Git Product home page Git Product logo

Comments (18)

hclearner avatar hclearner commented on September 15, 2024 1

了解,moe_group和dp_group相等的话确实可以在流水上更密一些,错误如下:
下面是每个不同的ranks输出的所在的groups:

mp_ranks:  [0, 1]
mp_ranks:  [0, 1]
mp_ranks:  [2, 3]
mp_ranks:  [2, 3]
mp_ranks:  [4, 5]
mp_ranks:  [4, 5]
mp_ranks:  [6, 7]
mp_ranks:  [6, 7]
dp_ranks:  [0, 2]
dp_ranks:  [0, 2]
dp_ranks:  [1, 3]
dp_ranks:  [1, 3]
dp_ranks:  [4, 6]
dp_ranks:  [4, 6]
dp_ranks:  [5, 7]
dp_ranks:  [5, 7]
moe_ranks:  [0, 1, 2, 3]
moe_ranks:  [0, 1, 2, 3]
moe_ranks:  [0, 1, 2, 3]
moe_ranks:  [0, 1, 2, 3]
moe_ranks:  [4, 5, 6, 7]
moe_ranks:  [4, 5, 6, 7]
moe_ranks:  [4, 5, 6, 7]
moe_ranks:  [4, 5, 6, 7]

错误如下:
NCCL WARN Send : invalid root 4 (root should be in the 0..4 range)
trace出来之后对应cuda/global_exchange.h第18行,fmoe_cuda_expert_exchange_impl这个函数,send或者recv的时候进程号超限制了

from fastmoe.

laekov avatar laekov commented on September 15, 2024

mp_group 假设的是该 group 内所有进程的输入是 duplicate 的, 在 mp_group 内部会对 input 进行 slice, 因此并不会显著减小显存. 切分 experts 来达到减少显存消耗的功能还在开发中.

from fastmoe.

hclearner avatar hclearner commented on September 15, 2024

也就是说目前的版本并没有在减少显存使用上有太大的帮助?看介绍说不同的expert会通过模型并行放在不同的GPU上
还有一个问题moe_groups的流水线并行是否支持,是不是对减少显存的使用会有帮助

from fastmoe.

laekov avatar laekov commented on September 15, 2024

不同 expert 放到不同 gpu 上并不会使得显存大小比 dense 模型小, 但是模型的总大小随着 gpu 数量增加而增加了.
pipeline parallelism 在 #59 这个 pr 中进行支持了, 可以减小显存使用.

from fastmoe.

hclearner avatar hclearner commented on September 15, 2024

收到,FMoETransformerMLP里面的num_experts是每个GPU上的experts数量,我理解错了,谢谢,也就是最终计算网格的划分是mp_groups * np_groups * moe_groups是的吧
确认下,假如有8个(222)process,那么mp_groups是[0,1][2,3][4,5][6,7],np_goups是[0,2][1,3][4,6][5,7],moe_groups是[0,1,2,3][4,5,6,7]

from fastmoe.

laekov avatar laekov commented on September 15, 2024

收到,FMoETransformerMLP里面的num_experts是每个GPU上的experts数量,我理解错了,谢谢,也就是最终计算网格的划分是mp_groups * np_groups * moe_groups是的吧 确认下,假如有8个(2_2_2)process,那么mp_groups是[0,1][2,3][4,5][6,7],np_goups是[0,2][1,3][4,6][5,7],moe_groups是[0,1,2,3][4,5,6,7]

np_group 是什么?

from fastmoe.

数据摘录:
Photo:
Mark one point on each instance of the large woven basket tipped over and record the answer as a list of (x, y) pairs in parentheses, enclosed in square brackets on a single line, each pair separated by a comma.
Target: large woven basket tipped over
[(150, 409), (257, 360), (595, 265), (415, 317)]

任务内容:
接续上文 FastMoE 进程分组讨论帖的最后一句，续写其后的内容。

练习结果:
hclearner avatar hclearner commented on September 15, 2024

收到,FMoETransformerMLP里面的num_experts是每个GPU上的experts数量,我理解错了,谢谢,也就是最终计算网格的划分是mp_groups * np_groups * moe_groups是的吧 确认下,假如有8个(2_2_2)process,那么mp_groups是[0,1][2,3][4,5][6,7],np_goups是[0,2][1,3][4,6][5,7],moe_groups是[0,1,2,3][4,5,6,7]

np_group 是什么?

不好意思,写错了,是dp_group

from fastmoe.

laekov avatar laekov commented on September 15, 2024

那如果没有 pipeline 的话 dp_group 应该是 [0,2,4,6][1,3,5,7], 然后 moe_group[0-7]

from fastmoe.

hclearner avatar hclearner commented on September 15, 2024

那如果没有 pipeline 的话 dp_group 应该是 [0,2,4,6][1,3,5,7], 然后 moe_group[0-7]

嗯 如果dp_group=mp_group=moe_group =2的话呢,我理解的moe_group就是pipeline

from fastmoe.

hclearner avatar hclearner commented on September 15, 2024

假如进程网格是2 * 2 * 2的话 mp_group是[0,1][2,3][4,5][6,7] dp_group是[0,2][1,3][4,6][5,7],我根据megatron/layers.py里面对moe_groups的设置应该对应的是[0,1,2,3][4,5,6,7],但是这么设置会报NCCL的错误,设置成[0,4][1,5][2,6][3,7]也会报NCCL的错误,请问有没有网格设置这块的参考,我是如下设置的:

for j in range(args.world_size // args.mp_size):
            ranks=[j * args.mp_size + i for i in range(args.mp_size)]
            mp_group_tmp = torch.distributed.new_group(ranks, backend="nccl")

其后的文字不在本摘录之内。